-- Stated problem --
Restate the data below word for word. Skip any images it contains.

-- Records provided --
——————————
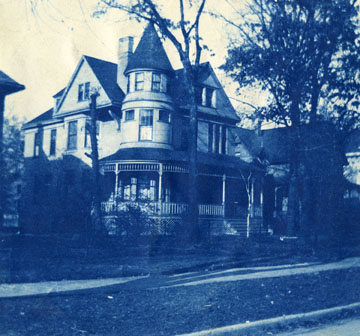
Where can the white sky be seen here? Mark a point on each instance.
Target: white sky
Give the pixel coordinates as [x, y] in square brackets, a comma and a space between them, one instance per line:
[41, 49]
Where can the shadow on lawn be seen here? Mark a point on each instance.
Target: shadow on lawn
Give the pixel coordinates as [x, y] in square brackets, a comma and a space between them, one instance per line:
[40, 258]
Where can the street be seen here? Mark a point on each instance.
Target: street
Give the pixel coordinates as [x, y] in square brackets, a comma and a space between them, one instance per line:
[196, 303]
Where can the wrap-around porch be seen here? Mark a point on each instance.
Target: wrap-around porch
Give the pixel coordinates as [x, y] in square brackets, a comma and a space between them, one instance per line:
[162, 188]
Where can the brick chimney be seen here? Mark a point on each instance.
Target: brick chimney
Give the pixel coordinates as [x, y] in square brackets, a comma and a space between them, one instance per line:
[124, 53]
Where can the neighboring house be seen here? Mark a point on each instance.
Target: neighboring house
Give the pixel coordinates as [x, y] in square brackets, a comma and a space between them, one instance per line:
[352, 170]
[9, 167]
[143, 114]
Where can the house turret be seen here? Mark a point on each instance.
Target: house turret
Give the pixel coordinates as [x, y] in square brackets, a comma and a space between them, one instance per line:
[125, 50]
[147, 108]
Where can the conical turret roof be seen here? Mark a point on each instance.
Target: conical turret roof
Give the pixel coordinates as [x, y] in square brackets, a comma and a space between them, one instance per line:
[150, 53]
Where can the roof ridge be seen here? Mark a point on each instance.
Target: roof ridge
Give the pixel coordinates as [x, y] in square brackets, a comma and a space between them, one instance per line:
[98, 59]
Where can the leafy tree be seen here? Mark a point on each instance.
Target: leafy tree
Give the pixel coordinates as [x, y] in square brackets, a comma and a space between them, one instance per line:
[12, 164]
[304, 54]
[187, 26]
[94, 156]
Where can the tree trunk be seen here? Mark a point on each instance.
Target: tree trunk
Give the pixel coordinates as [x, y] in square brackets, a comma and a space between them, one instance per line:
[193, 187]
[2, 189]
[96, 207]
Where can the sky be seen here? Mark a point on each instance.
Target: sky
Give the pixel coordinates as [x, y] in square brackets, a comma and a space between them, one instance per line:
[40, 47]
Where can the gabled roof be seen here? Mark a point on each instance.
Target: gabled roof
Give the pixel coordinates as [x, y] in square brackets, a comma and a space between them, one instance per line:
[202, 72]
[59, 94]
[8, 85]
[106, 73]
[150, 53]
[41, 119]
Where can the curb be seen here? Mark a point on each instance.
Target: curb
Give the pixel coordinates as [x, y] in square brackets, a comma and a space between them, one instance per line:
[274, 322]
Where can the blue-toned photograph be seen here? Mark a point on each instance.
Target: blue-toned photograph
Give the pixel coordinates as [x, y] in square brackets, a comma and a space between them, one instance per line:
[180, 167]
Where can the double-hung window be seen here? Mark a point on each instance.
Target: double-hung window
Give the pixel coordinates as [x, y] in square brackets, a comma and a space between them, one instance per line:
[84, 91]
[139, 81]
[72, 135]
[53, 142]
[146, 124]
[37, 144]
[156, 82]
[164, 116]
[87, 143]
[129, 115]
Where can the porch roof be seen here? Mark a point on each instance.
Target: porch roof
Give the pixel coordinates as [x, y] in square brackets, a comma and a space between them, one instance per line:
[166, 155]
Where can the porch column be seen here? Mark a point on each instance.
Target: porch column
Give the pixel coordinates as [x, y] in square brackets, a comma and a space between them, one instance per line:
[160, 187]
[116, 180]
[224, 193]
[252, 197]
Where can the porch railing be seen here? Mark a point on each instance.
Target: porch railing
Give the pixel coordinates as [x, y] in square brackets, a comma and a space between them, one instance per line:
[167, 208]
[211, 210]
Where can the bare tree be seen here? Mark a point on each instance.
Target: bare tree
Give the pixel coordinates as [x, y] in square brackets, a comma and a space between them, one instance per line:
[94, 156]
[150, 11]
[304, 54]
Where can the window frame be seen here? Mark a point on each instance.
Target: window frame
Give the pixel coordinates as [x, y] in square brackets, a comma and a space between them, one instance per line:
[168, 121]
[53, 135]
[37, 143]
[148, 125]
[127, 113]
[87, 143]
[83, 91]
[138, 82]
[157, 82]
[72, 135]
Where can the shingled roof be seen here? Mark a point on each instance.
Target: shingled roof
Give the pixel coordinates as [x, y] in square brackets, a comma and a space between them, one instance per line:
[150, 53]
[8, 85]
[106, 73]
[46, 117]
——————————
-- Full solution --
Where can the white sky be seen here? Mark a point on each instance.
Target: white sky
Give the pixel coordinates as [x, y] in square brackets, a comma and a space between them, one instance per line:
[41, 49]
Where can the shadow on lawn be seen here? Mark a point on each instance.
Target: shadow on lawn
Give the pixel coordinates as [x, y] in square brackets, a comma and a space between them, one instance per line:
[40, 258]
Where can the street be seen here? Mark a point on each instance.
Target: street
Give the pixel coordinates as [x, y] in square brackets, a comma and a space between them, one instance per line:
[196, 303]
Where can the wrap-around porch be seen here? Mark a point on each instance.
Target: wrap-around porch
Give the pixel coordinates as [x, y] in square brackets, a comma and a space between them, one instance per line:
[162, 188]
Where can the brick chimney be seen here? Mark a point on each instance.
Target: brick chimney
Give the pixel coordinates as [x, y] in square brackets, a comma and a space between them, one instance per line:
[124, 53]
Where can the neighboring house be seen here? Mark a point on each instance.
Target: neighboring house
Give the pixel coordinates as [x, y] in square brackets, a comma and a space between them, one instance per line:
[352, 170]
[9, 167]
[143, 114]
Where can the house turret be seen here? Mark a point on each instance.
Target: house turret
Give the pixel coordinates as [x, y] in square brackets, a comma and a space between them, one instance per line:
[125, 50]
[147, 108]
Where can the conical turret roof be seen here? Mark a point on each instance.
Target: conical turret roof
Give the pixel coordinates as [x, y] in square brackets, a comma and a space between them, one instance per line:
[150, 53]
Where can the roof ridge be seen here? Mark a point on each instance.
Target: roof ridge
Give the pixel coordinates as [x, y] in square brackets, a comma and a space between them, one instance per line:
[98, 59]
Where can the leafy tree be seen here? Mark a point on each instance.
Target: leafy tree
Give the pixel coordinates as [x, y] in square brackets, a comma and a space between them, one instance per line:
[12, 164]
[304, 54]
[187, 26]
[94, 156]
Where can the tree trunk be seen here? Mark a point on each instance.
Target: tree trunk
Give the pixel coordinates as [x, y] in square brackets, a comma and a space between them, one instance per line:
[193, 187]
[2, 189]
[96, 207]
Where can the sky be seen here? Mark a point on each instance.
Target: sky
Give the pixel coordinates as [x, y] in square brackets, a comma and a space between them, one instance per line:
[40, 47]
Where can the gabled roof be seen here? Mark a point on each instance.
Target: gabled roof
Give the pixel coordinates as [x, y] in square brackets, a comma and a space between them, one instance per line:
[202, 72]
[59, 94]
[8, 85]
[106, 73]
[150, 53]
[41, 119]
Where can the curb be seen here? Mark a point on each instance.
Target: curb
Give the pixel coordinates as [x, y] in square brackets, a comma and a space between them, one instance per line:
[274, 322]
Where can the blue-toned photograph be seen here? Mark a point on each instance.
Target: blue-toned photograph
Give the pixel coordinates as [x, y] in square brackets, a comma and a space between them, one instance per line:
[180, 167]
Where can the double-hung window be seen here? Mark a point on each instance.
Target: double-hung window
Give the pixel coordinates as [x, y] in square brackets, a comma and a space between them, one instance per line:
[84, 91]
[139, 81]
[72, 135]
[53, 142]
[146, 124]
[37, 144]
[156, 82]
[164, 116]
[87, 143]
[129, 115]
Where can the porch roof be seen here? Mark a point on each instance.
Target: porch roof
Give the pixel coordinates as [x, y] in square brackets, a comma and a space between them, one instance per line:
[166, 155]
Where can the porch column be seen here? Mark a point on each instance.
Target: porch column
Give the pixel coordinates as [x, y] in square brackets, a comma and a space between them, one instance per line:
[160, 187]
[116, 180]
[224, 193]
[252, 197]
Where can the porch railing be seen here? Mark a point on each instance.
Target: porch railing
Give the pixel coordinates as [x, y] in square brackets, a comma and a space between them, one instance per line:
[167, 208]
[211, 210]
Where can the bare tree be seen here? Mark a point on each instance.
Target: bare tree
Give the pixel coordinates as [x, y] in square brackets, a comma and a space between them, one instance per line:
[94, 156]
[150, 11]
[304, 54]
Where can the window frame be seen here? Mark a point on each instance.
Target: window frame
Give the pixel coordinates as [x, y] in square brackets, a comma and a space between them, one instance per line:
[168, 121]
[53, 135]
[37, 143]
[148, 125]
[127, 113]
[87, 143]
[83, 91]
[138, 82]
[157, 82]
[72, 135]
Where can the shingled roof be seen here? Mark a point on each instance.
Target: shingled roof
Give the pixel coordinates as [x, y] in square brackets, a comma and a space between them, one instance per line:
[150, 53]
[8, 85]
[106, 73]
[46, 117]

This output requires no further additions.